Start of Data records

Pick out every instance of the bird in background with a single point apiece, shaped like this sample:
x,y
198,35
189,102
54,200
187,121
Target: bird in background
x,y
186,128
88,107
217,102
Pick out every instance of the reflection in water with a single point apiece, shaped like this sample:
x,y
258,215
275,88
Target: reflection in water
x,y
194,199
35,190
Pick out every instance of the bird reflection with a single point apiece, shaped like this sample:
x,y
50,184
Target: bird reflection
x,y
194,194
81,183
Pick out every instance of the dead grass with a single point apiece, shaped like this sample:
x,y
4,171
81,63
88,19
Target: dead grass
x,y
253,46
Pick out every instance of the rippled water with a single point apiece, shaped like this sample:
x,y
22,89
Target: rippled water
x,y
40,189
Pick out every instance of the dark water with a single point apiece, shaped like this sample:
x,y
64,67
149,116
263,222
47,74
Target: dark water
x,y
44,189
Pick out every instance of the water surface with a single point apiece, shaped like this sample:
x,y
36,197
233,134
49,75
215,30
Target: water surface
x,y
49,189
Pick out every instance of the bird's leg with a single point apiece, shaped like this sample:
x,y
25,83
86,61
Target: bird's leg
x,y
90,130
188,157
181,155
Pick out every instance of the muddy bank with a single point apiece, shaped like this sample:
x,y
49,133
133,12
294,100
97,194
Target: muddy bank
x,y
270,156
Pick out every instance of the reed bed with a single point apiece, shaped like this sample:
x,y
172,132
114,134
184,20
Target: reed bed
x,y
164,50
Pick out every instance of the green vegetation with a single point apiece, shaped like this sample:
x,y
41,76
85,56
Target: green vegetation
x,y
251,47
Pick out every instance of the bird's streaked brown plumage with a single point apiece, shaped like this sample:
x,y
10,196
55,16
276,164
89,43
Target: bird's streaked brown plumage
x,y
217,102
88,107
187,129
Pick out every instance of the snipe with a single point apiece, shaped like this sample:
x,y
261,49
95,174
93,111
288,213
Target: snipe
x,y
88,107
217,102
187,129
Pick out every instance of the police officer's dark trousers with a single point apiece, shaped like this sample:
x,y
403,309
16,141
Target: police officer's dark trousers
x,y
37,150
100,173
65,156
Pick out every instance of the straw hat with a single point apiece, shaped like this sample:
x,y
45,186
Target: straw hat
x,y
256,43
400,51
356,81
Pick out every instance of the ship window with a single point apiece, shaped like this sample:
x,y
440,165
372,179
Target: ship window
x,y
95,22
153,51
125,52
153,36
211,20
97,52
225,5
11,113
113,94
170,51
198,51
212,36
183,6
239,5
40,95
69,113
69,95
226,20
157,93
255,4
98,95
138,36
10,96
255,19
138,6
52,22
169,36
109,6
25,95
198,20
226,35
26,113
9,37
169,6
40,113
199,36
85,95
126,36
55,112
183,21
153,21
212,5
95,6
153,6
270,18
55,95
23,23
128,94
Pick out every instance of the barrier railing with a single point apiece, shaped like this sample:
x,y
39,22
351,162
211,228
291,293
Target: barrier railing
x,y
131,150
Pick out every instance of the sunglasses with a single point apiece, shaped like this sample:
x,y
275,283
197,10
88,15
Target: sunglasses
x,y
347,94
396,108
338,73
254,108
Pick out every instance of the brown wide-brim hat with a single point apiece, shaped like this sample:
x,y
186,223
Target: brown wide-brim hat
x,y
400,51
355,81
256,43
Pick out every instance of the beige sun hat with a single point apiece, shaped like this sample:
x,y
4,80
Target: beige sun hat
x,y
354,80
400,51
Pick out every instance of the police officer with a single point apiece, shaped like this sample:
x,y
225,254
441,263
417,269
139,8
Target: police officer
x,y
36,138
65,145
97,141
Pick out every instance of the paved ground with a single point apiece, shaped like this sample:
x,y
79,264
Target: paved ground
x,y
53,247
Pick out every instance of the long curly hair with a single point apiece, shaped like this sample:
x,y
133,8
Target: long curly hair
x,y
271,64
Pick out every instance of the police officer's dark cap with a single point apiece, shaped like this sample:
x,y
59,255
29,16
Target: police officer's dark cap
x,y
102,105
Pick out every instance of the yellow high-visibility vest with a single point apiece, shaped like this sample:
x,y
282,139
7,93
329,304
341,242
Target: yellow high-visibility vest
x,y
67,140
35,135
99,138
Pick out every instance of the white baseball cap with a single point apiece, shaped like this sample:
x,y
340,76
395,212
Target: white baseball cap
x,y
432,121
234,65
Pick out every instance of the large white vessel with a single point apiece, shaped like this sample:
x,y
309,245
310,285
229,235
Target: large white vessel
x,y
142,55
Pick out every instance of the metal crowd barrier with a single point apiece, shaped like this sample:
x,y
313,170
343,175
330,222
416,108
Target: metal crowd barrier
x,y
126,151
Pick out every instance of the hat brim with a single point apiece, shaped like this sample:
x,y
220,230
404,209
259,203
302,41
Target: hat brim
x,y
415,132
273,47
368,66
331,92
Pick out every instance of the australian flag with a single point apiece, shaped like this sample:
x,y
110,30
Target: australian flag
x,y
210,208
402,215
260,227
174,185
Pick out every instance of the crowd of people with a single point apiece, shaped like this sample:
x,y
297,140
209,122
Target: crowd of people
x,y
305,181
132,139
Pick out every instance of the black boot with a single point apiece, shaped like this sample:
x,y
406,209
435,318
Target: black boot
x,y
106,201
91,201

End of Data records

**Problem to work on:**
Give the data again, unchanged in every line.

**Reply:**
Pick out every instance of the bird in background with a single point apiece, shaped like this sample:
x,y
198,35
189,102
54,200
187,121
Target: bird in background
x,y
186,128
88,107
217,102
Pick out every instance of the reflection in water with a single point apiece, shaped like this sample:
x,y
258,215
275,88
Target: reflection in water
x,y
194,199
35,190
Pick out every instance of the bird reflection with a single point apiece, shaped like this sample:
x,y
50,184
Target: bird reflection
x,y
194,194
81,183
Pick out every instance of the dead grass with a single point apiece, shaped like this sample:
x,y
4,171
81,63
88,19
Target: dead grass
x,y
253,46
Pick out every instance of the rippled water with a single point apiece, shaped like this sample:
x,y
22,89
Target: rippled water
x,y
40,189
Pick out every instance of the dark water with a single point apiece, shaped like this sample:
x,y
64,67
149,116
263,222
47,74
Target: dark water
x,y
44,189
Pick out every instance of the water surface with a single point apiece, shaped like this sample:
x,y
36,197
233,134
49,75
215,30
Target: water surface
x,y
49,189
Pick out every instance of the bird's leg with a single point apiece, shaped like this sample:
x,y
25,83
86,61
Target: bird's leg
x,y
90,130
188,157
181,155
Pick out every instance of the muddy bank with a single point apiece, shaped like this sample:
x,y
49,133
133,12
294,100
97,194
Target: muddy bank
x,y
270,156
Pick out every instance of the reed bed with a single point apiece, shaped like this sample:
x,y
172,132
114,134
184,20
Target: reed bed
x,y
164,50
Pick out every instance of the green vegetation with a single point apiece, shaped like this sample:
x,y
41,76
85,56
Target: green vegetation
x,y
251,47
Pick out every instance of the bird's streaked brown plumage with a single point apiece, shaped like this sample:
x,y
10,196
55,16
276,164
89,43
Target: bird's streaked brown plumage
x,y
217,102
88,107
187,129
Pick out every instance of the snipe with a single point apiece, shaped like this sample:
x,y
261,49
95,174
93,111
288,213
Target: snipe
x,y
88,107
217,102
187,129
Pick out every instance of the police officer's dark trousers with a single point apiece, shaped like this sample:
x,y
403,309
16,141
Target: police officer's dark trousers
x,y
37,150
100,173
65,156
Pick out every instance of the straw hat with a single point apiece, shaped like this sample:
x,y
45,186
Target: straw hat
x,y
256,43
400,51
356,81
Pick out every instance of the ship window with a single point apiece, shaped like this sample:
x,y
440,165
372,179
Target: ship window
x,y
95,22
153,51
125,52
153,36
211,20
97,52
225,5
11,113
113,94
170,51
198,51
212,36
183,6
239,5
40,95
69,113
69,95
226,20
157,93
255,4
98,95
138,36
10,96
255,19
138,6
52,22
169,36
109,6
25,95
198,20
226,35
26,113
9,37
169,6
40,113
199,36
85,95
126,36
55,112
183,21
153,21
212,5
95,6
153,6
270,18
55,95
23,23
128,94
Pick out every instance of the barrier railing with a single point apiece, shaped like this sample:
x,y
39,22
351,162
211,228
291,293
Target: barrier railing
x,y
131,150
Pick out every instance of the sunglasses with a single point apiece, shaped like this sample:
x,y
275,283
197,10
88,15
Target: sunglasses
x,y
347,94
396,108
338,73
254,108
Pick out every instance of the brown wide-brim hat with a single point apiece, shaped like this sample:
x,y
186,223
Target: brown wide-brim hat
x,y
400,51
355,81
256,43
Pick out every instance of the beige sun hat with a single point apiece, shaped like this sample:
x,y
4,80
Target: beige sun hat
x,y
354,80
400,51
Pick out every instance of the police officer with a single point apiece, shaped like this sample:
x,y
225,254
441,263
417,269
139,8
Target: police officer
x,y
36,138
65,145
97,141
Pick out every instance of the paved ground with a single point apiece, shaped like this sample:
x,y
79,264
Target: paved ground
x,y
53,247
Pick out every instance of the long curly hair with a single point apiece, shaped like this sample:
x,y
133,8
Target: long curly hair
x,y
271,64
Pick out every instance of the police officer's dark cap with a single point apiece, shaped like this sample:
x,y
59,255
29,16
Target: police officer's dark cap
x,y
102,105
Pick out every instance of the yellow high-visibility vest with a single point apiece, shaped like this sample:
x,y
282,139
7,93
329,304
341,242
Target: yellow high-visibility vest
x,y
67,140
35,135
99,138
Pick out every instance of the white baseball cap with a single point apiece, shaped like this sample:
x,y
340,76
395,212
Target: white baseball cap
x,y
432,121
234,65
Pick out every instance of the large white vessel with a single point apiece, shaped like this sample:
x,y
309,245
310,285
229,235
Target: large white vessel
x,y
142,55
Pick out every instance of the metal crowd barrier with a single point apiece, shaped like this sample:
x,y
313,170
343,175
330,222
416,108
Target: metal crowd barrier
x,y
126,151
Pick out every instance of the hat brim with a single point apiece, shaped like this sample:
x,y
220,230
404,209
259,203
302,41
Target: hat brim
x,y
415,132
273,47
368,66
331,92
Pick out every instance of the australian flag with a single point apiece, shaped like this sample:
x,y
110,30
Target: australian flag
x,y
210,208
402,215
260,227
174,185
Pick out every instance of the crowd of people with a single point apiece, shaped like this sample:
x,y
297,140
209,122
Target: crowd of people
x,y
305,181
132,139
Pick out every instance of the black boot with a single point apiece, shaped like this sample:
x,y
406,209
435,318
Target: black boot
x,y
106,201
91,201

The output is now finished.